THE TASK>
Can you quote the records below in full, word for word?

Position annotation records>

──────

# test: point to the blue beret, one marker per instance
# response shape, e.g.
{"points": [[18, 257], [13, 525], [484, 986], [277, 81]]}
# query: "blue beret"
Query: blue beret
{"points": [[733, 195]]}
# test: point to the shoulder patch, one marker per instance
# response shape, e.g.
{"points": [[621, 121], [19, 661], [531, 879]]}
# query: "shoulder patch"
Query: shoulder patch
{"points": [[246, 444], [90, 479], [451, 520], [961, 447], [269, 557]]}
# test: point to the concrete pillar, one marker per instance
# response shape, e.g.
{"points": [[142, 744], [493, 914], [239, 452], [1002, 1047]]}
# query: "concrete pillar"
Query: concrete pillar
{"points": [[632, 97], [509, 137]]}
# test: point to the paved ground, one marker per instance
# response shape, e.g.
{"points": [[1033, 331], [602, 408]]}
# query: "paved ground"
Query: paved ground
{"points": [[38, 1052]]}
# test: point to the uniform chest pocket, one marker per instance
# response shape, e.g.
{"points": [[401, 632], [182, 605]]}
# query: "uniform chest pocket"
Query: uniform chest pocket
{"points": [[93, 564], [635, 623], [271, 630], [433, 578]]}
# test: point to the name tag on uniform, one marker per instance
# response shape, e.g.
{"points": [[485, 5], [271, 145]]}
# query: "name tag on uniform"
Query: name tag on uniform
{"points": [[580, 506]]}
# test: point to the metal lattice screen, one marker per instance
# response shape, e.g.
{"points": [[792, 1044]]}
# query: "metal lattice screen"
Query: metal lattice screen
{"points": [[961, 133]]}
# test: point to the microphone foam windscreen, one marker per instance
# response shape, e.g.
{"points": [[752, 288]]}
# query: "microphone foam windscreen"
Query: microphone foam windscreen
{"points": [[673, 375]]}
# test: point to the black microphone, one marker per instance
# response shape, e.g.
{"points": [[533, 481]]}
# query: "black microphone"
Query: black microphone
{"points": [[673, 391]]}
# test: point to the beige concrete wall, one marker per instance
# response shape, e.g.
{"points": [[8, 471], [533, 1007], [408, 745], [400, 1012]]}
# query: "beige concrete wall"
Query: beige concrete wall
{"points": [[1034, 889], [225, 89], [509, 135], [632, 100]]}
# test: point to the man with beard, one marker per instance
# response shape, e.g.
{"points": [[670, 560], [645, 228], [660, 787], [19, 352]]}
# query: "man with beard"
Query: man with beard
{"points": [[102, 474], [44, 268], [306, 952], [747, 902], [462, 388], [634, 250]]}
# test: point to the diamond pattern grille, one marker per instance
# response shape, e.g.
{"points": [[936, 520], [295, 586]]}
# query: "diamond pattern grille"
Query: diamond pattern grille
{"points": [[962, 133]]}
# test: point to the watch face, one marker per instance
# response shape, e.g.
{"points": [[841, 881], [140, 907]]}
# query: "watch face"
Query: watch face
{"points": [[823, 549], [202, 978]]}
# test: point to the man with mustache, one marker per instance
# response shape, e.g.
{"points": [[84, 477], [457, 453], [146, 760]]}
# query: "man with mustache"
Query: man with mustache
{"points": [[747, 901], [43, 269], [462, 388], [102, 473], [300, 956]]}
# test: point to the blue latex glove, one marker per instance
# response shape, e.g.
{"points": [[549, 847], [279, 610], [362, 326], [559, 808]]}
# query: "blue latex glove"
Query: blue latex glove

──────

TASK RESULT>
# test: point to the blue beret, one marker per instance
# response shape, e.g.
{"points": [[18, 257], [13, 525], [484, 986], [277, 81]]}
# query: "blue beret"
Query: blue beret
{"points": [[733, 195]]}
# test: point to the shoulder patch, one marker per instance
# response shape, e.g.
{"points": [[621, 121], [19, 661], [531, 879]]}
# query: "shoulder patch"
Query: shoulder patch
{"points": [[246, 444], [90, 479], [451, 520], [961, 447], [269, 557]]}
# test: point to the concrete pillar, one marker per instance
# response shape, e.g.
{"points": [[142, 744], [493, 914], [239, 452], [1002, 1047]]}
# query: "concrete pillar"
Query: concrete pillar
{"points": [[632, 97], [509, 137]]}
# test: point to the paved ground, one marker per instance
# response shape, e.g.
{"points": [[1033, 331], [602, 408]]}
# query: "paved ground"
Query: paved ground
{"points": [[38, 1052]]}
# test: point to the uniform chest pocket, one marker per instance
# response shape, e.g.
{"points": [[401, 632], [182, 605]]}
# query: "uniform chest pocket"
Query: uniform chest pocket
{"points": [[93, 564], [635, 623], [271, 630], [433, 578]]}
# test: point to the name tag on uniform, one marker per instance
# response shape, e.g.
{"points": [[485, 5], [271, 145]]}
# query: "name tag on uniform"
Query: name tag on uniform
{"points": [[580, 506]]}
# test: point to the metal lattice screen, one marker per instance
# response shape, e.g.
{"points": [[792, 1044]]}
# query: "metal lattice screen"
Query: metal lattice screen
{"points": [[961, 133]]}
# test: point to the microphone foam windscreen, one marker per instance
# response shape, e.g.
{"points": [[752, 288]]}
# query: "microphone foam windscreen"
Query: microphone foam windscreen
{"points": [[673, 375]]}
# test: point to the black microphone, one marker per instance
# response shape, e.g.
{"points": [[533, 481]]}
# query: "black microphone"
Query: black microphone
{"points": [[673, 391]]}
# test: point to the beige concrete wall, one marker per instance
# response shape, e.g.
{"points": [[8, 471], [533, 1007], [408, 745], [400, 1012]]}
# query: "beige concrete wall"
Query: beige concrete wall
{"points": [[1034, 889], [225, 89], [509, 135], [632, 100]]}
# test: point to the man with beard, one marker per instance
# response shape, e.g.
{"points": [[670, 560], [645, 228], [660, 787], [19, 352]]}
# query: "man with beard"
Query: man with beard
{"points": [[102, 474], [44, 268], [306, 952], [747, 902], [462, 388], [634, 250]]}
# test: point to the diamond pattern grille, one marker per instance
# response shape, e.g.
{"points": [[936, 520], [295, 586]]}
# query: "diamond pattern grille"
Query: diamond pattern grille
{"points": [[962, 133]]}
# test: point to the watch face, one marker per instance
# response shape, e.g.
{"points": [[841, 881], [140, 907]]}
# query: "watch face"
Query: watch face
{"points": [[823, 549], [202, 978]]}
# test: point to the man with mustache, one marker per instance
# response shape, e.g.
{"points": [[84, 477], [457, 453], [146, 760]]}
# query: "man with mustache"
Query: man with mustache
{"points": [[747, 901], [43, 269], [462, 388], [102, 473], [300, 956]]}
# test: point to the blue latex glove, one marker per instance
# response shape, e.g.
{"points": [[549, 847], [279, 610], [362, 326], [559, 808]]}
# query: "blue latex glove"
Query: blue latex glove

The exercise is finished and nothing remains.